----- DATASET EXTRACT -----

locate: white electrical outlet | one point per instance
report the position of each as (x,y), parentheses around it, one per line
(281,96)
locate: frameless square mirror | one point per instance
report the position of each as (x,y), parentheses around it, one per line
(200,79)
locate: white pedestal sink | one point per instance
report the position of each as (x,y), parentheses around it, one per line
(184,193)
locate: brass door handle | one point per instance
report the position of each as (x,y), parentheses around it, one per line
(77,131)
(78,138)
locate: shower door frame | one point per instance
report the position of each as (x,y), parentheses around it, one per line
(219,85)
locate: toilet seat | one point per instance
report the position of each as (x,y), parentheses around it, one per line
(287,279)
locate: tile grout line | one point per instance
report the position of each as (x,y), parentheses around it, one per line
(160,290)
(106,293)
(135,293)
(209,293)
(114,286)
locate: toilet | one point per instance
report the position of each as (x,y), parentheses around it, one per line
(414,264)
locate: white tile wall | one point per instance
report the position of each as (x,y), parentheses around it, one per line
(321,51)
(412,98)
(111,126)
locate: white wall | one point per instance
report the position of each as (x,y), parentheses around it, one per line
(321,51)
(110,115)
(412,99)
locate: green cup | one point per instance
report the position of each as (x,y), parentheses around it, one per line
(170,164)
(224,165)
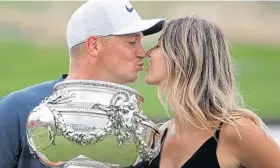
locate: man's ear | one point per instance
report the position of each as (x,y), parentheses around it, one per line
(92,45)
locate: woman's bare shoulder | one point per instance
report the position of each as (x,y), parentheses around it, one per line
(252,146)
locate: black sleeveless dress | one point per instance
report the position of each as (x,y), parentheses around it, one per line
(204,157)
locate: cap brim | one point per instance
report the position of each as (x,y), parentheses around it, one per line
(147,27)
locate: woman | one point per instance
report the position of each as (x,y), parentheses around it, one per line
(192,67)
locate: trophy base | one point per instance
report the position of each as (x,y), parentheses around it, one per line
(84,162)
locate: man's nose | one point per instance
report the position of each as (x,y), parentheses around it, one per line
(141,53)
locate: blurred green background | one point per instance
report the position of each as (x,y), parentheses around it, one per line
(33,46)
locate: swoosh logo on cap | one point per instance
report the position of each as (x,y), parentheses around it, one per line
(129,9)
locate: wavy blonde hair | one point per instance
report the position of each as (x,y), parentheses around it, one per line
(200,86)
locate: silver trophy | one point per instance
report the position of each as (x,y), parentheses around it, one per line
(91,124)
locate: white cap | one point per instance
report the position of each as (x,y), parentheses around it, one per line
(107,17)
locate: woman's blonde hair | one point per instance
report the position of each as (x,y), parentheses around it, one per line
(200,86)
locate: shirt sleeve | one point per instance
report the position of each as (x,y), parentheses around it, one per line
(10,143)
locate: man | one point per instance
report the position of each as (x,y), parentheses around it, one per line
(104,41)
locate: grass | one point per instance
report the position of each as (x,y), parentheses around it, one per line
(23,64)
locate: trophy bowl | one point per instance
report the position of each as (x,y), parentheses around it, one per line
(86,123)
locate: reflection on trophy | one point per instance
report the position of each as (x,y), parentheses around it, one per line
(91,124)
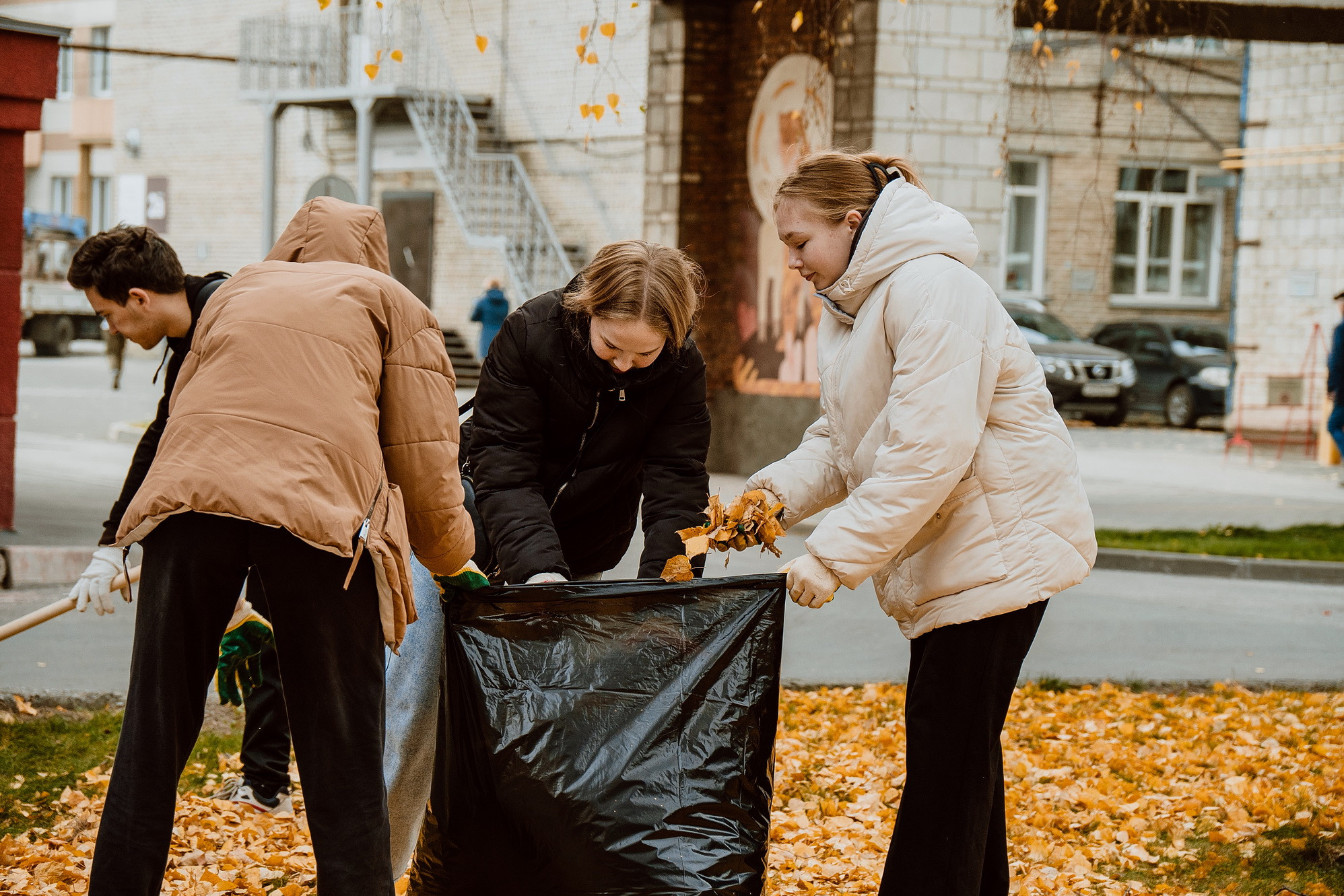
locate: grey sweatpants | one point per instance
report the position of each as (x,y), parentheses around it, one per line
(411,718)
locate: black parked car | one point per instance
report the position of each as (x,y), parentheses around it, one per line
(1183,367)
(1082,376)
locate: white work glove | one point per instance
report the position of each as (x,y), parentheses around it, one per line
(94,585)
(811,582)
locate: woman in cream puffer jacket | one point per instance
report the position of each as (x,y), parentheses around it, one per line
(957,488)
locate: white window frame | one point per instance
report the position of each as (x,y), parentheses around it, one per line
(1042,194)
(1147,201)
(100,62)
(65,73)
(100,205)
(66,187)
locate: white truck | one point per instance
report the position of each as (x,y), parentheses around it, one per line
(54,312)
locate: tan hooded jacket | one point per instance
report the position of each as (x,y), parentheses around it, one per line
(318,391)
(957,483)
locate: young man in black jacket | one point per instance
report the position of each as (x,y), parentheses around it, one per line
(135,281)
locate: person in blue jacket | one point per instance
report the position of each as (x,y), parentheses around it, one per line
(490,312)
(1335,380)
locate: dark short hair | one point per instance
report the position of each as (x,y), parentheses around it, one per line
(124,259)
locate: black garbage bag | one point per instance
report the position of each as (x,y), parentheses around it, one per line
(611,738)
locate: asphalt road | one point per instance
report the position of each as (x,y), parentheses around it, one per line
(1116,625)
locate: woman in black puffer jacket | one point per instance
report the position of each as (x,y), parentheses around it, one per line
(592,414)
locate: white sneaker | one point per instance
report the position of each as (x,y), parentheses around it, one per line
(240,792)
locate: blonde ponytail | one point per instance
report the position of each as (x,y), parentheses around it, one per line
(836,182)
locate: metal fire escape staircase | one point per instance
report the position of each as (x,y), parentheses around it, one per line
(327,61)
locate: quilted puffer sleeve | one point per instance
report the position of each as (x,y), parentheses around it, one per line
(419,440)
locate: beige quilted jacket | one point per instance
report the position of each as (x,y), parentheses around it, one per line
(957,480)
(318,392)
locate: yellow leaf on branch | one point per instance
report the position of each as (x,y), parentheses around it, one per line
(677,569)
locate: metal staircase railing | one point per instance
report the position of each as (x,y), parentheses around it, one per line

-----

(WHAT YOU WILL DO)
Rewrite all of the rows above as a numbered list, skipping any blank lines and leaving the pictures out.

(FULL SOLUTION)
1. locate: white electrical outlet | one point per instance
2. report the position of each as (x,y), parentheses around it, one per line
3. (281,96)
4. locate: frameless square mirror | one point per instance
5. report the position of each as (x,y), parentheses around it, one per line
6. (200,79)
7. locate: white pedestal sink | one point per instance
8. report the position of each as (x,y), parentheses around it, one per line
9. (184,193)
10. locate: brass door handle | one point per instance
11. report the position of each as (x,y), parentheses around it, one per line
12. (77,131)
13. (78,138)
14. locate: shower door frame | one point per instance
15. report the position of each as (x,y), parentheses around it, one per line
16. (219,85)
17. locate: toilet seat | one point per instance
18. report the position of each as (x,y), parentheses around it, one per line
19. (287,279)
20. locate: tile grout line | one point per instance
21. report the position of each as (x,y), parentheses around it, one per line
22. (160,290)
23. (106,293)
24. (135,293)
25. (209,293)
26. (114,286)
27. locate: toilet | one point per instance
28. report the position of each as (x,y), parentheses around it, one per line
29. (414,264)
30. locate: white tile wall | one point per instance
31. report the position of each as (x,y), parentheses around it, one per line
32. (321,51)
33. (412,98)
34. (111,126)
35. locate: white wall | one point per instance
36. report the position of each as (x,y), parentheses around it, one per line
37. (321,51)
38. (110,115)
39. (412,99)
40. locate: green cup | one point per instance
41. report the position of each as (x,y), parentheses around it, one per line
42. (170,164)
43. (224,165)
44. locate: man's ear | one point per instance
45. report the position of each as (x,y), parentheses around it, one per line
46. (92,45)
47. locate: woman's bare shoulder | one point per instance
48. report the position of each as (x,y), parentheses around it, one per line
49. (252,146)
50. locate: black sleeveless dress | one point per instance
51. report the position of each as (x,y), parentheses around it, one per line
52. (204,157)
53. locate: cap brim | one point per instance
54. report the position of each as (x,y), parentheses around it, one per line
55. (147,27)
56. locate: woman | one point per instance
57. report the position of each as (x,y), parentheses around it, one per line
58. (192,67)
59. locate: trophy base | one point per instance
60. report the position of each as (x,y), parentheses around it, one per line
61. (84,162)
62. locate: man's nose | one point per instance
63. report the position of each as (x,y), parentheses around it, one per line
64. (141,53)
65. locate: blurred green background | one point per instance
66. report the position of each as (x,y), parentheses around it, one per line
67. (33,46)
68. locate: swoosh logo on cap | one point per instance
69. report the position of each as (x,y), parentheses around it, one per line
70. (129,9)
71. locate: wavy blonde hair | one point per instance
72. report the position of each as (x,y), parentheses around it, one per line
73. (200,86)
74. locate: silver trophy | one point per instance
75. report the position of each as (x,y), parentheses around it, one per line
76. (91,124)
77. locate: white cap | one point per instance
78. report the position of each as (x,y), parentheses around it, one per line
79. (107,17)
80. locate: woman's blonde hair | one point per instance
81. report the position of each as (x,y), parentheses around it, one per line
82. (200,86)
83. locate: shirt sleeve | one point per instance
84. report the position of each as (x,y), parentheses around it, one per line
85. (10,143)
86. locate: man | one point per instance
87. report the position of each as (x,y), parentheses around it, one per line
88. (104,41)
89. locate: grass | one point per instance
90. report the position of each as (x,y), parentheses around it, one per line
91. (23,64)
92. locate: trophy bowl | one point per instance
93. report the position of each as (x,y), parentheses around it, one per line
94. (86,123)
95. locate: reflection on trophy | one point per instance
96. report the position of each as (x,y), parentheses around it, one per line
97. (91,124)
98. locate: grey sweatpants | one point per instance
99. report the position of each as (x,y), parentheses around it, one per line
100. (411,718)
101. locate: black parked car | one point per instance
102. report the position of each as (x,y), parentheses around it, one per line
103. (1183,367)
104. (1082,376)
105. locate: white work glove | one point per instance
106. report the position of each as (x,y), parentheses around it, one per line
107. (94,585)
108. (811,582)
109. locate: woman in cream puffer jacket | one point per instance
110. report the position of each as (x,y), parentheses around it, one per line
111. (957,488)
112. locate: white window frame | one point per instance
113. report the position of each as (x,y), parentheses around it, one per line
114. (1042,194)
115. (1147,201)
116. (100,62)
117. (65,73)
118. (100,205)
119. (66,187)
120. locate: white truck | one point per instance
121. report the position of each as (x,y), parentheses around it, one per line
122. (54,312)
123. locate: tan hooded jacket | one point per instance
124. report the position of each as (x,y), parentheses around it, one per line
125. (318,391)
126. (957,483)
127. locate: young man in black jacket | one point per instance
128. report the position of each as (x,y), parentheses around it, one per line
129. (135,281)
130. locate: person in blue jacket | one point per instance
131. report the position of each as (x,y), parentheses around it, one per line
132. (490,312)
133. (1335,380)
134. locate: dark short hair | one point per instance
135. report the position of each as (x,y), parentheses around it, one per line
136. (124,259)
137. locate: black garbage bag | one point per instance
138. report the position of each as (x,y), parentheses around it, one per line
139. (611,738)
140. locate: asphalt road | one point per instance
141. report the position of each as (x,y), parentheses around it, one per line
142. (1116,625)
143. locate: woman in black puffer jacket | one point per instance
144. report the position of each as (x,y), parentheses around it, one per line
145. (592,414)
146. locate: white sneaker | one point per instance
147. report the position of each as (x,y), parentheses around it, one per line
148. (240,792)
149. locate: blonde ponytail | one point per instance
150. report the position of each as (x,y), parentheses around it, one per line
151. (836,182)
152. locate: metal fire escape staircase | one point per instance
153. report the position of each as (x,y), parentheses around it, one per line
154. (327,61)
155. locate: quilted puffer sleeve | one point per instance
156. report the position of each as (x,y), parentheses around it, one per line
157. (419,440)
158. locate: beige quilted jacket | one point per instance
159. report the position of each as (x,y), parentheses around it, one per line
160. (957,480)
161. (318,392)
162. locate: yellow leaf on branch | one point per instance
163. report the position of each as (x,y), parentheses around it, one per line
164. (677,569)
165. locate: metal staircase railing | one point per instance
166. report the position of each as (x,y), parentheses around it, one per line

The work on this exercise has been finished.